_About this exercise_.
Can you retype every record below exactly as written?

_Material provided_.
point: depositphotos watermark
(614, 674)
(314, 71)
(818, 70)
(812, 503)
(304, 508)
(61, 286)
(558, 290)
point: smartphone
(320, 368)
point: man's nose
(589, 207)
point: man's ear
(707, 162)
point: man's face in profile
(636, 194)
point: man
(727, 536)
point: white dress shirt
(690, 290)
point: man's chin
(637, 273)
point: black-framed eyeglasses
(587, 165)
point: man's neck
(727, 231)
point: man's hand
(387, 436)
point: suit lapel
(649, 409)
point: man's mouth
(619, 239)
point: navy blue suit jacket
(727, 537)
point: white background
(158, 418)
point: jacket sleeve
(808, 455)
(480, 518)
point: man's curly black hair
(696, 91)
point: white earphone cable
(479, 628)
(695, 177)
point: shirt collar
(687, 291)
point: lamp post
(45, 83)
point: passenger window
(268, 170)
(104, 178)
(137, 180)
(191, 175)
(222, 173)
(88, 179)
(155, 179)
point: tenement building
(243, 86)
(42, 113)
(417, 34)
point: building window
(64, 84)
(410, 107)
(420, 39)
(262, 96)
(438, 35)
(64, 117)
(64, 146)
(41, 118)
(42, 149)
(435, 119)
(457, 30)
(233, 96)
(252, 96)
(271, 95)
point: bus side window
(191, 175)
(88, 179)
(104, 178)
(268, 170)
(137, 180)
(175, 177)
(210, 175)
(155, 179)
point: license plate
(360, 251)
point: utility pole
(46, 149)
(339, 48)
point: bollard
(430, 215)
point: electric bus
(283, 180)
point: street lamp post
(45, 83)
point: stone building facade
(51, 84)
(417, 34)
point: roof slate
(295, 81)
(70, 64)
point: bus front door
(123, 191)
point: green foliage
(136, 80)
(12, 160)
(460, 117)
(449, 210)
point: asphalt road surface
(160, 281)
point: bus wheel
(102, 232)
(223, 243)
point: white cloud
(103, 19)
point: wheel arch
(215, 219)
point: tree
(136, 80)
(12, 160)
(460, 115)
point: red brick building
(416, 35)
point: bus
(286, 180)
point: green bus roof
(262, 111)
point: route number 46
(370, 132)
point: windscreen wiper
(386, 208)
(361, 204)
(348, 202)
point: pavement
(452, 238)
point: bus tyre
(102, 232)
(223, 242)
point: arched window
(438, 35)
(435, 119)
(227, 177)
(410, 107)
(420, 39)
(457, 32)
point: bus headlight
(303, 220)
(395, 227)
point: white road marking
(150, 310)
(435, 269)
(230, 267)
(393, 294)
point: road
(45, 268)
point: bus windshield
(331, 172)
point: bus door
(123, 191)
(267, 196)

_Solution to the exercise_.
point: depositphotos watermark
(614, 674)
(314, 71)
(818, 70)
(812, 503)
(304, 508)
(61, 286)
(558, 290)
point: smartphone
(320, 368)
point: man's nose
(589, 207)
point: man's ear
(707, 162)
point: man's face in profile
(636, 194)
point: man
(727, 536)
point: white dress shirt
(690, 290)
point: man's chin
(637, 273)
point: black-framed eyeglasses
(587, 165)
point: man's neck
(727, 231)
point: man's hand
(387, 436)
point: suit lapel
(649, 409)
point: man's mouth
(619, 239)
point: navy blue suit jacket
(727, 537)
point: white background
(158, 418)
point: jacket sleeve
(808, 455)
(480, 518)
point: man's curly black hair
(696, 91)
point: white earphone cable
(479, 628)
(695, 177)
point: shirt collar
(687, 291)
point: lamp post
(45, 83)
point: passenger window
(268, 170)
(104, 178)
(137, 180)
(191, 175)
(222, 173)
(88, 179)
(155, 179)
point: tenement building
(243, 86)
(42, 113)
(417, 34)
point: building window
(64, 84)
(410, 107)
(420, 39)
(262, 96)
(438, 35)
(64, 117)
(64, 146)
(41, 118)
(42, 149)
(435, 119)
(457, 30)
(233, 96)
(252, 96)
(271, 95)
point: bus side window
(191, 175)
(88, 179)
(104, 178)
(268, 170)
(137, 180)
(175, 177)
(210, 175)
(155, 179)
point: license plate
(360, 251)
point: utility pole
(46, 149)
(339, 48)
point: bollard
(430, 215)
point: electric bus
(283, 180)
point: street lamp post
(45, 83)
point: stone building facade
(51, 84)
(417, 34)
point: roof slate
(295, 81)
(70, 64)
point: bus front door
(123, 191)
point: green foliage
(136, 80)
(12, 160)
(460, 117)
(449, 210)
point: asphalt road surface
(160, 281)
point: bus wheel
(102, 232)
(223, 243)
point: white cloud
(103, 19)
point: wheel arch
(215, 219)
point: tree
(136, 80)
(12, 160)
(460, 115)
point: red brick building
(416, 35)
point: bus
(286, 180)
point: green bus roof
(262, 111)
point: route number 46
(370, 132)
point: windscreen wiper
(386, 208)
(361, 204)
(348, 202)
point: pavement
(452, 238)
point: bus tyre
(102, 232)
(223, 242)
point: arched window
(438, 35)
(435, 119)
(227, 177)
(410, 107)
(420, 39)
(457, 32)
point: bus headlight
(303, 220)
(395, 227)
point: white road marking
(150, 310)
(435, 269)
(230, 267)
(393, 294)
point: road
(45, 268)
point: bus windshield
(331, 172)
point: bus door
(123, 191)
(267, 196)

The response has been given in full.